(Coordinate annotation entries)

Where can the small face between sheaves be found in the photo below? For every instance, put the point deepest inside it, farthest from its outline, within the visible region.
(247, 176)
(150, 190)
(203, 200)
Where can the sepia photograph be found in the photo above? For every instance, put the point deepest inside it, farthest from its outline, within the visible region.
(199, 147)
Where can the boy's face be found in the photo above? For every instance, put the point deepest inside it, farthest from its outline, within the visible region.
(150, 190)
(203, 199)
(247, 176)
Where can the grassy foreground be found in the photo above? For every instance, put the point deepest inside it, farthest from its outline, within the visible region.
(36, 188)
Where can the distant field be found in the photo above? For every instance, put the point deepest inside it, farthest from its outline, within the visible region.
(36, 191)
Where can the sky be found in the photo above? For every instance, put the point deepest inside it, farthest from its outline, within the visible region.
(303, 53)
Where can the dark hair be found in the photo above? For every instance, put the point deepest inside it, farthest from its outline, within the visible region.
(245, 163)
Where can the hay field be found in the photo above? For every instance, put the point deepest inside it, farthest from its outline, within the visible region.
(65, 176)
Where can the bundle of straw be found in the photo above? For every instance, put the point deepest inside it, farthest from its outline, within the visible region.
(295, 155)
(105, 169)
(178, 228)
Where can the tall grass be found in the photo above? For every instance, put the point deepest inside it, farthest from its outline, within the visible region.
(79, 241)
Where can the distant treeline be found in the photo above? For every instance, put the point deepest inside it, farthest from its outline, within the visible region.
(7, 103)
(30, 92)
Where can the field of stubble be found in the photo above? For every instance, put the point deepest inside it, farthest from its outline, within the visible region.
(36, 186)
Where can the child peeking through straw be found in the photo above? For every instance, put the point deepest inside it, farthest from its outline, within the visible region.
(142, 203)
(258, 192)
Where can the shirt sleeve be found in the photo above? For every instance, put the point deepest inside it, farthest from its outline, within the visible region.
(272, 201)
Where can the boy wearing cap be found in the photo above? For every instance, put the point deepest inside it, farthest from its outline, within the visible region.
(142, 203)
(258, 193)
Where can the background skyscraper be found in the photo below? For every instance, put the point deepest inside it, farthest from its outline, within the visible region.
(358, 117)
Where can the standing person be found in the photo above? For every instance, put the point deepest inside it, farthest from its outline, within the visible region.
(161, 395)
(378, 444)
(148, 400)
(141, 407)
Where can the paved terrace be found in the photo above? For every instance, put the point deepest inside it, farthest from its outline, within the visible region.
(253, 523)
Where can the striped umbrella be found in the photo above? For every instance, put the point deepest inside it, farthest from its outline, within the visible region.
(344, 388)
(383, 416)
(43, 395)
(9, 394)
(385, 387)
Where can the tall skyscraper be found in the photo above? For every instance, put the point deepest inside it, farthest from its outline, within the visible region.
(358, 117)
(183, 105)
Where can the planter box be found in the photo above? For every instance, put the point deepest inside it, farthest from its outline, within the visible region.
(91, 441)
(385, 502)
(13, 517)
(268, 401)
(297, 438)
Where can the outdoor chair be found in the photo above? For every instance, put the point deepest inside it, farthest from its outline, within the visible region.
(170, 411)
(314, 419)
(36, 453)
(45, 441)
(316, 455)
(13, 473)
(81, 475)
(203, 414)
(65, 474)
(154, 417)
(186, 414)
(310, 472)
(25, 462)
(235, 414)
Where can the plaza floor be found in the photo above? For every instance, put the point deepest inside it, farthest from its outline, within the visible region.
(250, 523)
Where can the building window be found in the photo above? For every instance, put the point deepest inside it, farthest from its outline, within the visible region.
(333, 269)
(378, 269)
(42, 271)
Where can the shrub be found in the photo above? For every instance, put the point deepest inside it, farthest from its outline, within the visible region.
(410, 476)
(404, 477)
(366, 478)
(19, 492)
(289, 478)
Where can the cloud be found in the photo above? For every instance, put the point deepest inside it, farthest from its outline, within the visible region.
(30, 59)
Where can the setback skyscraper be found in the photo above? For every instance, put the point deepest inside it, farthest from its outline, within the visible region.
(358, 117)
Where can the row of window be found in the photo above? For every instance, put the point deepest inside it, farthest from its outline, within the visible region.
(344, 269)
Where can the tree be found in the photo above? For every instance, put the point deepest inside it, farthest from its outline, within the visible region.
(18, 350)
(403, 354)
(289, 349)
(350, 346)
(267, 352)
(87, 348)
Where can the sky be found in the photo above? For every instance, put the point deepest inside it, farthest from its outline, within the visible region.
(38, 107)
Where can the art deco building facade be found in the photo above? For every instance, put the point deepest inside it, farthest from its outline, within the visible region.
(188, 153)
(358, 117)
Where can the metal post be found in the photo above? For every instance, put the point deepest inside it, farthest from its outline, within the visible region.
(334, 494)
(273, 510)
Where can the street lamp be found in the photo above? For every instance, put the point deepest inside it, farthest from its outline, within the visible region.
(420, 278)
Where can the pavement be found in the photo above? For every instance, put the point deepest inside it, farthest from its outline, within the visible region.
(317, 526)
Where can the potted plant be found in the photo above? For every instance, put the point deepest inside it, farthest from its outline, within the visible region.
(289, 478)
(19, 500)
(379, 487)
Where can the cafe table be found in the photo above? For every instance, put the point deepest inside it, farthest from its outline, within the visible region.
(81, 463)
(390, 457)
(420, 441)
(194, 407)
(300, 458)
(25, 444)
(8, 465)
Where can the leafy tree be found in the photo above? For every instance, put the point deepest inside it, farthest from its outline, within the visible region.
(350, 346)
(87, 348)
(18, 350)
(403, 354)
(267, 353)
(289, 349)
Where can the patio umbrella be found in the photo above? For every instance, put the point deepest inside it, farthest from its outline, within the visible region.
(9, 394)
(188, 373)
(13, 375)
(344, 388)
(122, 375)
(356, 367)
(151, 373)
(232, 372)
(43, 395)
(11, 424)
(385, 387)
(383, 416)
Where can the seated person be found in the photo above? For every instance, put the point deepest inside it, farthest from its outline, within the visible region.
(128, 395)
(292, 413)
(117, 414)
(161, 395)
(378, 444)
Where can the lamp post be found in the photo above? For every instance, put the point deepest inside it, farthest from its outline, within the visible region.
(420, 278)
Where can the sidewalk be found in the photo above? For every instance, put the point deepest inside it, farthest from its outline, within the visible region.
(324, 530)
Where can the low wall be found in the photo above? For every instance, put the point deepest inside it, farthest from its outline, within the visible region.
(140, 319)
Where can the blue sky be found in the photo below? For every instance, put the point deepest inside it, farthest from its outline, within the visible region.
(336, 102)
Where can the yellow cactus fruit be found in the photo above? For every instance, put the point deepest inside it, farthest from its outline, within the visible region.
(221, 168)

» **WHAT YOU NEED TO DO**:
Return every entry exactly as given.

» **TASK SOLUTION**:
Where can the small face between sheaves be found in the photo below? For every instance, put the point deepest inside it, farthest from its outline, within the visible region.
(247, 176)
(150, 190)
(203, 200)
Where can the sepia photograph be found in the photo above? For every instance, put the point deepest inside it, farthest from its outline, within the visible region.
(199, 147)
Where can the boy's face be found in the photo above? For every instance, put the point deepest inside it, farthest from its outline, within the visible region.
(150, 190)
(203, 199)
(247, 176)
Where can the grassy foreground be found in the photo above? For every instance, put the point deepest inside it, farthest from its outline, within the visible region.
(36, 188)
Where can the distant field be found in the photo above? For every instance, put the point deepest inside it, farthest from its outline, within the visible region.
(36, 191)
Where can the sky be found in the photo above? For every instance, put the point deepest inside it, farthest from its outline, within the visible region.
(303, 53)
Where can the dark hair be found in the photo above? For every instance, put the point deepest inside it, farthest from its outline, within the visible region.
(245, 163)
Where can the hay field be found in the photo above? For every instance, put the point deepest inside it, farthest from its outline, within the visible region.
(65, 176)
Where can the bundle of straw be found in the photo above? For every instance, put the point deepest inside it, farthest from its outline, within the visible region.
(295, 155)
(105, 169)
(178, 228)
Where can the tall grass be found in the photo above? For every instance, put the point deepest inside it, farthest from its outline, within the visible region.
(79, 241)
Where can the distant treeline be found in the photo above? For every instance, put the point deepest inside it, farthest from its outline, within the visible region.
(7, 103)
(30, 92)
Where can the field of stubble be found in the photo above? For every instance, put the point deepest inside it, farthest from its outline, within the visible region.
(36, 186)
Where can the child peeking through straw be found in the photo above? For every instance, put the point deepest inside it, farthest from its outline, within the visible region.
(142, 203)
(258, 192)
Where can the shirt sleeve be found in the photo above? For every instance, put the point deepest inside it, farthest from its outline, within the visible region.
(272, 201)
Where can the boy wearing cap be found in the photo above? For every instance, put the point deepest inside it, farthest from its outline, within the visible region.
(142, 203)
(258, 193)
Where can the background skyscraper be found in the photo below? For every instance, put the point deepest inside it, farthest from its outline, within the visible region.
(358, 117)
Where can the standing person be found in the photo above? For every instance, put the point deepest inside it, farthest from its outline, within the visible region.
(161, 395)
(378, 444)
(148, 400)
(141, 407)
Where can the paved terrace be found in the photo above? For every instance, put the point deepest inside it, farthest from its outline, within the visible region.
(253, 523)
Where can the striped umbrella be found in the photo above? For every instance, put the point deepest inside it, farthest from its outline, within the visible region.
(344, 388)
(383, 416)
(43, 395)
(9, 394)
(385, 387)
Where can the tall skyscraper be found in the photo above? For every instance, put the point deepest inside it, farthest from its outline, within the visible region.
(358, 117)
(183, 105)
Where can the planter box be found in the photo above? For every instance, put the point deepest inside it, farthest from its outline, within the visible region.
(91, 441)
(385, 502)
(13, 517)
(268, 401)
(297, 438)
Where can the outdoor chair be found in the photo above? For every instance, put the point deepest inside it, farthest from its outline, within the visible region.
(170, 411)
(314, 419)
(36, 453)
(45, 441)
(316, 455)
(13, 473)
(81, 475)
(203, 414)
(65, 474)
(154, 417)
(186, 414)
(310, 472)
(25, 462)
(235, 414)
Where can the plaza floor be found in the photo above? For every instance, put the point deepest inside it, farthest from its outline, within the visible region.
(250, 523)
Where can the building window be found in the photo above? For every instance, put the point deepest inside it, farthest from its outline, within the visible region.
(333, 269)
(378, 269)
(42, 271)
Where can the shrub be found in the photo above? For every instance, put the point deepest inside it, farthest from its outline, within the visible region.
(410, 476)
(404, 477)
(366, 478)
(19, 492)
(289, 478)
Where can the cloud be found in the photo above? For every instance, put the point deepest inside it, farthest from its outline, within the visible region.
(30, 59)
Where can the setback skyscraper be found in the photo above? For every instance, put the point deepest inside it, farthest from its outline, within the visible region.
(358, 117)
Where can the row of window be found in the photo above? For every instance, put the point deepest inside it, farthest from its outline, within the visible region.
(344, 269)
Where can the tree be found in the photo above? For every instance, put the point deepest inside it, farthest from its outline, within the visible region.
(18, 350)
(403, 354)
(289, 349)
(350, 346)
(267, 352)
(87, 348)
Where can the sky be found in the photo above? For every instance, put the point deepest inside it, farthest from its outline, within the visible region.
(38, 107)
Where can the art deco building facade be found in the photo above? For every instance, put the point deepest inside it, farthest from its outline, within the visible region.
(188, 153)
(358, 117)
Where can the metal post be found in the photo above? For every instance, put the point deepest inside it, farthest from its outline, within the visible region.
(334, 494)
(273, 510)
Where can the street lamp be found in the photo above? For every instance, put the point deepest inside it, farthest from its outline, within the visible region.
(420, 278)
Where can the pavement be found in the photo above? For every instance, put the point deepest inside it, farthest from its outline, within the visible region.
(317, 526)
Where can the potted plant be found in the photo above? For every instance, put the point deepest inside it, farthest from its outline, within the visible region.
(289, 478)
(19, 500)
(379, 487)
Where can the cafe table be found in the photo above? For every instance, put the point deepest inside it, farthest from its outline, within the visible region.
(81, 463)
(390, 457)
(420, 441)
(194, 407)
(300, 458)
(25, 444)
(8, 465)
Where can the leafy tree be found in the photo above? For every instance, put the point deepest inside it, farthest from its outline, within the visible region.
(350, 346)
(87, 348)
(18, 350)
(403, 354)
(267, 353)
(289, 349)
Where can the patio umbrella be found in the photo above? For every instance, put the point deepest inside it, farthest from its outline, within the visible region.
(9, 394)
(188, 373)
(13, 375)
(344, 388)
(122, 375)
(356, 367)
(151, 373)
(232, 372)
(43, 395)
(11, 424)
(385, 387)
(383, 416)
Where can the seated person be found in the photo above? For every instance, put the point deepest inside it, farthest from its outline, within the visible region.
(128, 395)
(292, 413)
(117, 414)
(161, 395)
(378, 444)
Where can the lamp post be found in the photo above? For every instance, put the point deepest inside it, farthest from its outline, within the visible region.
(420, 278)
Where can the sidewalk be found in the photo above? For every instance, put the point deepest inside it, farthest from its outline, within the visible region.
(324, 530)
Where can the low wall be found in the photo above? For every instance, put the point deepest inside it, farthest from its outline, within the visible region.
(140, 319)
Where can the blue sky be found in the photo below? For every instance, put the point deepest inside it, farthest from its outline, within the visible region.
(336, 102)
Where can the yellow cactus fruit be found in the photo above? For every instance, put the point deepest inside it, farthest from its outline, within the visible region.
(221, 168)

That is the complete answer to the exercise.